◆ TASK TO COMPLETE ◆
Extend the study summary on occupational injury fatality data, starting right after its final sentence.

Purpose: This study sought to develop an efficient method for evaluating the validity and completeness of routinely available sources of occupational injury fatality data.
Methods: Deaths due to falls from elevations, machinery, and electrocutions were selected as sentinel injuries likely to have occurred at work. Deaths from these injuries were identified from Maryland vital statistics over 7 years. The work-relatedness of these injuries and sensitivity of reporting were determined from death certificates, medical examiner reports, the National Traumatic Occupational Fatality System (NTOF), the Maryland Occupational Safety and Health Administration (MOSH), and Workers' Compensation (WC) data.

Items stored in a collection
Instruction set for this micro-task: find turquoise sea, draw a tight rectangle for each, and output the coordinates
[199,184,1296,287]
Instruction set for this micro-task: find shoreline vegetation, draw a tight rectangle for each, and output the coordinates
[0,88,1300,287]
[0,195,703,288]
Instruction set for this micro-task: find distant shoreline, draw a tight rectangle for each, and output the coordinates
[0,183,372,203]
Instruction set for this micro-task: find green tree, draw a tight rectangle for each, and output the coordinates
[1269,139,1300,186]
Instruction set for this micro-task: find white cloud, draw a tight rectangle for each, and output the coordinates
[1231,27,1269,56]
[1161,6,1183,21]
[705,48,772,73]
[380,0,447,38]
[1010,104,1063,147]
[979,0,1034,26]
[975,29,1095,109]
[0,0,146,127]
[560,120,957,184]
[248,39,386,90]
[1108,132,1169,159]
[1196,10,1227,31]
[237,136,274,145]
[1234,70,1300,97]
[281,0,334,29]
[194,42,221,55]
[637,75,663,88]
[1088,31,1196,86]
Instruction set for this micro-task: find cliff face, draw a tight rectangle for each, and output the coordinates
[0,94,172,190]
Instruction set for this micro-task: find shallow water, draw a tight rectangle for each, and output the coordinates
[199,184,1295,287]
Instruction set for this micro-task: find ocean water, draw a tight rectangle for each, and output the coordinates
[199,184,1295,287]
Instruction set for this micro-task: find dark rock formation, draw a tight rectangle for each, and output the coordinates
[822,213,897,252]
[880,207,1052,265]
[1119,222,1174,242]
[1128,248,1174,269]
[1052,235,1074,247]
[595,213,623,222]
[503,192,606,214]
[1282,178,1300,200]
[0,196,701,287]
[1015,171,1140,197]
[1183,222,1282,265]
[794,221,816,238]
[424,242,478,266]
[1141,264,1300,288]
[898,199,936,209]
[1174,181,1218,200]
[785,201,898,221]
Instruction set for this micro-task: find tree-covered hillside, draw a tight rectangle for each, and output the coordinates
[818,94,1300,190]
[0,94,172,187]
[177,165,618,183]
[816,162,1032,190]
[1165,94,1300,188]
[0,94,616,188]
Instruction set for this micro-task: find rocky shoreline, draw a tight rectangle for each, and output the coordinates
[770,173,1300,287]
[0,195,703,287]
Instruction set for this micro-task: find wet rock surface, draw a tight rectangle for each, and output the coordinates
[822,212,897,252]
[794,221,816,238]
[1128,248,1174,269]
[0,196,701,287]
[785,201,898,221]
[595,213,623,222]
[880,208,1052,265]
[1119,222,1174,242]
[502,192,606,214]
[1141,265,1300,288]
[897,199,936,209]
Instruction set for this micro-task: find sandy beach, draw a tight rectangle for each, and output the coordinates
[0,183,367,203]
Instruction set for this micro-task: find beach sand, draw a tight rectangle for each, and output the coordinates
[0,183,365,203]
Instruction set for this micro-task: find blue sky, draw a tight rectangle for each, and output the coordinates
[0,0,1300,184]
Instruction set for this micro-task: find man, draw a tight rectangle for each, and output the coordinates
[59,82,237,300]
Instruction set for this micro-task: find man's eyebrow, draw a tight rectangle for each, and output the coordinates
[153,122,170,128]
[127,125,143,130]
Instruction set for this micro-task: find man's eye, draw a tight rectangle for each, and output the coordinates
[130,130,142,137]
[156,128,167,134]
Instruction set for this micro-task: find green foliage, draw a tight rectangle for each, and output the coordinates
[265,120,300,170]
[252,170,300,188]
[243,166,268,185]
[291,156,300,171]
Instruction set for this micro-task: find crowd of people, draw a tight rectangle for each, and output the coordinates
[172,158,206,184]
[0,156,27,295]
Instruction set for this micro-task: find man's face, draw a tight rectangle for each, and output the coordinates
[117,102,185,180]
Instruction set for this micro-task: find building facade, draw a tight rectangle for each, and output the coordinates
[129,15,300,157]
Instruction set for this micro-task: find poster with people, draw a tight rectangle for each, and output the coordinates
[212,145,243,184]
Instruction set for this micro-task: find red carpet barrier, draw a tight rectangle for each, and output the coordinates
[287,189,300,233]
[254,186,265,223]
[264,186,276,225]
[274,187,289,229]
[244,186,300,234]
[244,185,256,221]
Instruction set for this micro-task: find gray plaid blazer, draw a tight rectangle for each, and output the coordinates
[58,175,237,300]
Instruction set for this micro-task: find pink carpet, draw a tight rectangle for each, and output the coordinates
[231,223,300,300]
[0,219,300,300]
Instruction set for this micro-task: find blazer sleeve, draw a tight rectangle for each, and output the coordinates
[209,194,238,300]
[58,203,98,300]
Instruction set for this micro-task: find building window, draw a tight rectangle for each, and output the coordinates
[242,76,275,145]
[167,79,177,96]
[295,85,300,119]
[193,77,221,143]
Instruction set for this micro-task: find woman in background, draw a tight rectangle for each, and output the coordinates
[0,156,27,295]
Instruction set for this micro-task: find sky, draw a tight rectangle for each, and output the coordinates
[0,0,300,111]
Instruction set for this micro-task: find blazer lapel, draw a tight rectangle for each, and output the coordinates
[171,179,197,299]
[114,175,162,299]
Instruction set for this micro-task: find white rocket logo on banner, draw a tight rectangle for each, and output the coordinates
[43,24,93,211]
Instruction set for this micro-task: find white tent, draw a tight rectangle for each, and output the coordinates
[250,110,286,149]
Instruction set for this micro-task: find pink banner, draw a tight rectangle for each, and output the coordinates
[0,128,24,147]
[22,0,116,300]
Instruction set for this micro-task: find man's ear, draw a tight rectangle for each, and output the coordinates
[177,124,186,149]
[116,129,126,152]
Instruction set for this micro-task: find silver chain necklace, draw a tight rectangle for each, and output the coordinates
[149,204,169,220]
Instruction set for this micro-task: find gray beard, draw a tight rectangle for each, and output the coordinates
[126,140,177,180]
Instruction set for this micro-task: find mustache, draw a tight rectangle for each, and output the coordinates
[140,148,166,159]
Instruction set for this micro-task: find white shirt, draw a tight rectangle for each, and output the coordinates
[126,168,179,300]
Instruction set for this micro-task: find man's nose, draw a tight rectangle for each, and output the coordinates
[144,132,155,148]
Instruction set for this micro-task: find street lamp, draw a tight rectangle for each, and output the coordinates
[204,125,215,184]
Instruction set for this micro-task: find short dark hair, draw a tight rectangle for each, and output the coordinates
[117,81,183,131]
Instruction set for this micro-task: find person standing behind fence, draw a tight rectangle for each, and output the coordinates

...

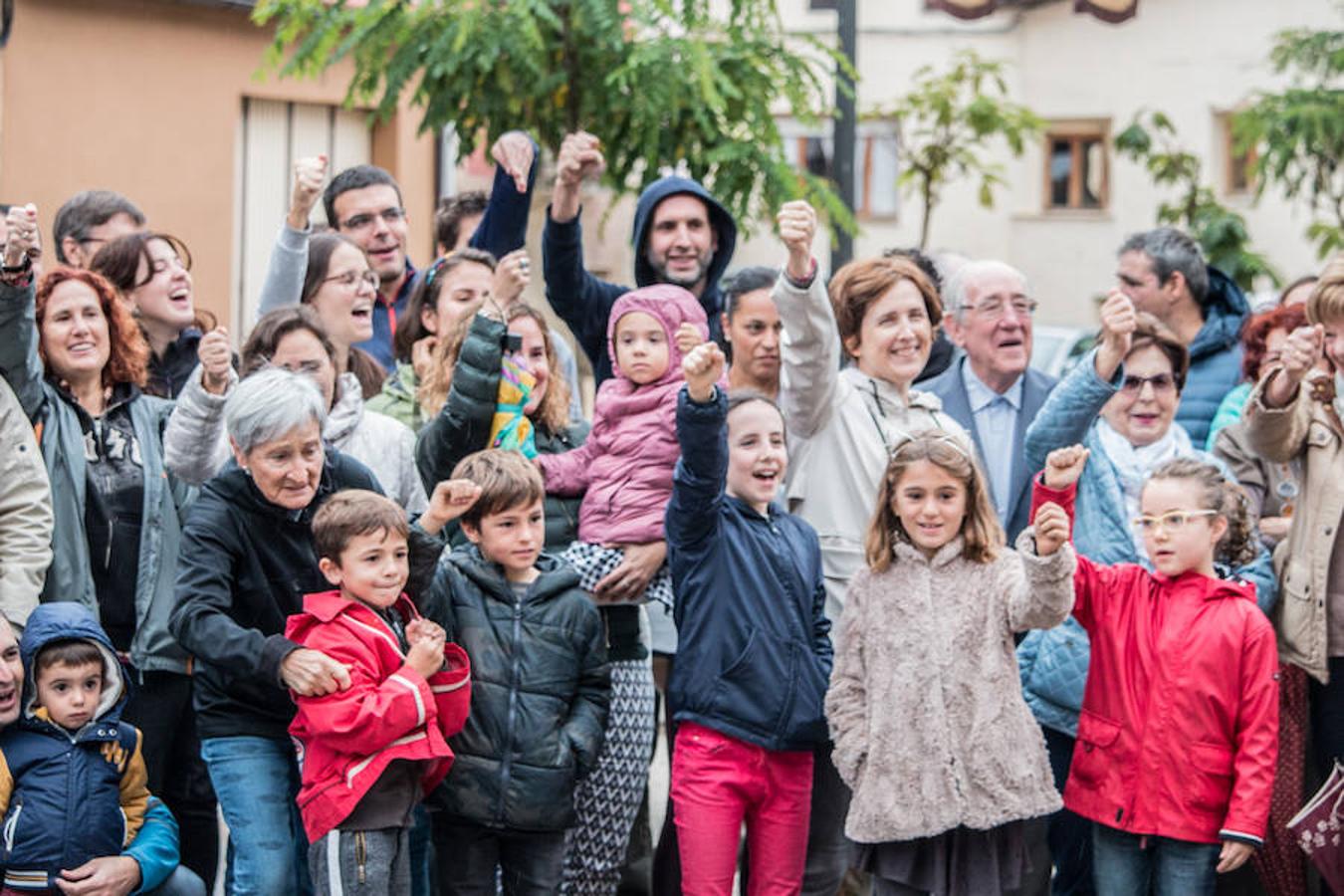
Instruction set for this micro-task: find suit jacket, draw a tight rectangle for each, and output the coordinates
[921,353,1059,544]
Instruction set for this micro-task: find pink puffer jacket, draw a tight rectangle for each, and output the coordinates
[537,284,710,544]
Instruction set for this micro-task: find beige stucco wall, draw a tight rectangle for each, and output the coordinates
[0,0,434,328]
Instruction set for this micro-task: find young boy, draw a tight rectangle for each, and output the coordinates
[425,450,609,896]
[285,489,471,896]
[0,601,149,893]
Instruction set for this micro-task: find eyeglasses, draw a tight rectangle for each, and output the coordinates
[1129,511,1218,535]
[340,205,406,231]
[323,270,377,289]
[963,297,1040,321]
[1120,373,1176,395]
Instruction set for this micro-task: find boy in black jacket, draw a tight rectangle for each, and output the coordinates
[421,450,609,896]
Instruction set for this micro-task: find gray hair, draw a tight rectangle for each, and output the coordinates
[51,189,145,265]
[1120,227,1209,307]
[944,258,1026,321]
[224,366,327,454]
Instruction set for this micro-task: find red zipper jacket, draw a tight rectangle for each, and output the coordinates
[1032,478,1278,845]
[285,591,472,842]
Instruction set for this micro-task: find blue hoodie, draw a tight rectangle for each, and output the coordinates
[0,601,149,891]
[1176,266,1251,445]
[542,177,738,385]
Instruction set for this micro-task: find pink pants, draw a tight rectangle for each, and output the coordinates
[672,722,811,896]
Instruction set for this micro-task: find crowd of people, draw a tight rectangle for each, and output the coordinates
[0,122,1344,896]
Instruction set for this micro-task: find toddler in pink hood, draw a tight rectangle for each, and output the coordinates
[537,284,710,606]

◆ THE ANSWER ◆
Results: A total of 527 deaths were identified for ages 16 and above, of which, 45% were work-related. Identification of work-related deaths varied by source: medical examiner (100%), death certificates (89%), NTOF (68%), MOSH (59%), and WC (44%). Reporting differed by age, cause of injury, year, occupation, and industry.
Conclusions: Examination of work-relatedness for deaths from certain causes is an efficient means of evaluating the quality of occupational injury reporting source data. These sentinel injuries uncovered significant underreporting in sources used by national surveillance systems, resulted in improved NTOF reporting, and suggest the need to make more use of medical examiner data when available.